The response should consist of every record, reproduced exactly.

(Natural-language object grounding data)
_ _ _ _ _
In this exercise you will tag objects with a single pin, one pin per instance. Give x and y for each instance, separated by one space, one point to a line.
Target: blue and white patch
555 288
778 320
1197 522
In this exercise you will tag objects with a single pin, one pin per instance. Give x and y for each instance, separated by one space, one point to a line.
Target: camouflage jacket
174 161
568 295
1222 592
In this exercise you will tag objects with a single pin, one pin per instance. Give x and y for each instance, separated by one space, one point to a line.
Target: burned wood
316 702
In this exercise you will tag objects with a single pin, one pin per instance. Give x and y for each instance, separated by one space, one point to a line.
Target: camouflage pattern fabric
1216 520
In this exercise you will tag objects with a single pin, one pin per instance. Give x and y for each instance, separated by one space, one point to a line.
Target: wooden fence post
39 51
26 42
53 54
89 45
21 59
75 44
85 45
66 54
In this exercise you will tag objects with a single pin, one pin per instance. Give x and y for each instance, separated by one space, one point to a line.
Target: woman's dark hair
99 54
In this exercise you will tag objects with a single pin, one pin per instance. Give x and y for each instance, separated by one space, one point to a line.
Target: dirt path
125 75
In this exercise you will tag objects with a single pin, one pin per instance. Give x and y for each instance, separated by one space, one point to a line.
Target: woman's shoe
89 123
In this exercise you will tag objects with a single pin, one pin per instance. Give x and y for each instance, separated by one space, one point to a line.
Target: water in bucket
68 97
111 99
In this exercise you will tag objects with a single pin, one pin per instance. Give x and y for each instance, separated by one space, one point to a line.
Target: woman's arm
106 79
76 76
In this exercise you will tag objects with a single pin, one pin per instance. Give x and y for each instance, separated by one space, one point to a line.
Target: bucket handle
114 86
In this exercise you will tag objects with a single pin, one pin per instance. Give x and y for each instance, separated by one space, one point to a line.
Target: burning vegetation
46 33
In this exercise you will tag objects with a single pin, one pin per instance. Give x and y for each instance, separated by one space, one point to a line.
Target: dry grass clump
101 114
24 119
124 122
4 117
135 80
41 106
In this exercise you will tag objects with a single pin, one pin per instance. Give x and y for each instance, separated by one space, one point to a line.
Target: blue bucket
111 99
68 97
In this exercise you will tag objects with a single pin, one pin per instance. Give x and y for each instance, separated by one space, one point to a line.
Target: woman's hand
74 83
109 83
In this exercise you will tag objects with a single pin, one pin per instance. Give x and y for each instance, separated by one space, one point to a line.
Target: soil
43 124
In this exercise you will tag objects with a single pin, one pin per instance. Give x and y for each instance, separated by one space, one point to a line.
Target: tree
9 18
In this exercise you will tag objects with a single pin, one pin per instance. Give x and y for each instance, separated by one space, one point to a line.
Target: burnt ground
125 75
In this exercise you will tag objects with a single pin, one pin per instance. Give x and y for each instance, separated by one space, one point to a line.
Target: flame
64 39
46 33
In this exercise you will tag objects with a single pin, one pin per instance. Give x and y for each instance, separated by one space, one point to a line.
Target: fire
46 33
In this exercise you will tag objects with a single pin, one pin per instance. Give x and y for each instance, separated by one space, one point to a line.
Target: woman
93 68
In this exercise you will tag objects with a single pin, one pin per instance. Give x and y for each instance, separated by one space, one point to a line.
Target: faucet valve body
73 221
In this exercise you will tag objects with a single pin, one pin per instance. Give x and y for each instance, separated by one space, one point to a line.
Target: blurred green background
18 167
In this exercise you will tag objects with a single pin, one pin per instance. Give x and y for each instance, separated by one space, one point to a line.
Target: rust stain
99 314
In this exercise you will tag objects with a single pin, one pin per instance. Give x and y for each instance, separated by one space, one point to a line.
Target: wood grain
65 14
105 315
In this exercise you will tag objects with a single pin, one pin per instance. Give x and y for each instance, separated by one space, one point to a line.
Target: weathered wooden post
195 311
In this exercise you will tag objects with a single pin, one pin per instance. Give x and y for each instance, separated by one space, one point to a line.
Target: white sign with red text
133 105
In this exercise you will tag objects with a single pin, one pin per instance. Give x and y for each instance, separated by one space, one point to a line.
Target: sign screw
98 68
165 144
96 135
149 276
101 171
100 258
_ _ _ _ _
**OUTPUT BELOW**
In this exercise you will tag objects with a single pin, one pin per instance. Give x and y for each instance, separated by one space, one point to a line.
Target: blue and white patch
555 288
778 320
1197 522
In this exercise you will tag objects with a single pin, one pin per instance. Give x and y for each instance, separated by one space, one point to a line.
Target: camouflage jacket
174 161
568 295
1222 592
In this exercise you will tag objects with a single pin, one pin per instance. Give x and y for each instance, separated by one space, one point to a line.
Target: burned wood
316 702
In this exercise you will tag objects with a single pin, one pin per instance. Give x and y for each instance, separated by one space, one point to a line.
Target: camouflage pattern fabric
1216 520
In this exercise you will tag objects with a single pin, one pin per instance. Give x and y for each instance, separated by one space, one point to a line.
Target: wooden fence post
39 51
26 42
53 54
89 45
21 59
75 44
85 45
66 54
In this exercise you will tag objects with a single pin, one pin per instance. Give x and y for each instance, separated by one space, one point to a line.
Target: woman's dark hair
99 54
In this exercise you will tag objects with a single pin, one pin per instance. Give x and y for each instance, separated by one space, one point to a line.
Target: dirt path
125 75
In this exercise you will tag objects with a single pin, one pin per instance. Give x and y for each instance, separated by one space, one point to a line.
Target: woman's shoe
89 123
In this exercise you will tag objects with a single pin, one pin per instance. Give x and y for each instance, separated by one space, one point to a line.
Target: water in bucket
68 97
111 99
In this exercise you will tag objects with a single pin, one pin per instance. Give x and y for each instance, separated by one space, one point to a line.
Target: woman's arm
106 79
76 76
In this exercise you will tag objects with a single pin, one pin per instance. Give x and y for each instance, separated by one space, one point to a line.
Target: bucket handle
114 86
In this exercise you will tag objects with a single pin, one pin per instance. Give x and y for each instance, separated by one space, one point to a line.
Target: burning vegetation
46 33
In this exercise you will tag objects with a single pin, one pin per instance. Give x and y for each instance, separated by one space, one point to a line.
Target: dry grass clump
101 114
24 119
124 122
4 117
135 80
41 106
In this exercise you will tag objects with a single pin, one pin per instance. Give x and y for each instance, separated by one space, one point to a line.
Target: blue bucket
111 99
68 97
In this exercise you will tag objects with a single pin, one pin per instance. Give x and y for each instance, separated by one space, one point to a line.
Target: woman's hand
74 83
109 83
In this exercise you will tag objects with a single pin, one pin per instance. Give x and y for each instance, separated by one space, one point to a line.
Target: soil
43 124
In this exercise you will tag objects with a single pin, one pin per instance. Give x and y for each instance, separated by one space, one point to a line.
Target: tree
9 18
In this exercise you will tag objects with a single pin, one pin per instance. Give x and y for each instance, separated by one space, one point to a line.
Target: burnt ground
125 75
In this exercise you will tag objects with a single pin, one pin per instance. Give x and y for each instance, separated by one space, one point to a line.
Target: flame
64 39
46 33
In this exercise you will tag objects with a single pin, one pin per instance. Give x and y for each instance, separated by one space, one point to a line.
Target: fire
46 33
In this exercise you will tag objects with a single pin, one pin per instance. Give x and y for each instance, separated by one space, one point to a line.
Target: woman
93 68
In this exercise you will tag objects with a single pin, one pin per instance. Give x and y for each instance, separated by one space, one point to a line.
Target: faucet valve body
73 221
In this exercise you will tag objects with a single pin, one pin per instance. Give x and y for each instance, separated by one space, one point to a line.
Target: blurred green background
18 167
In this exercise you will tag objects with a single pin, one pin per instance. Give x and y for each instance, separated by one space, one point to a line.
Target: rust stain
99 314
In this exercise you will tag objects with a single pin, one pin per instance. Give x and y for each instance, separated by one space, one point to a line.
Target: wood grain
65 14
105 315
In this exercise you will tag objects with a single pin, one pin per instance. Give x and y for each instance, separated by one space, one point to a line.
Target: weathered wooden post
195 311
In this exercise you will tag objects with a single pin, one pin per instance. Give x and y for each instance, separated by one space, one point to a line.
Target: white sign with red text
133 105
In this exercise you will tag objects with a single pin, one pin per instance. Give x and y for each instance, separated by one space, one point to a line.
Target: sign screw
98 68
165 144
96 135
149 276
101 171
100 258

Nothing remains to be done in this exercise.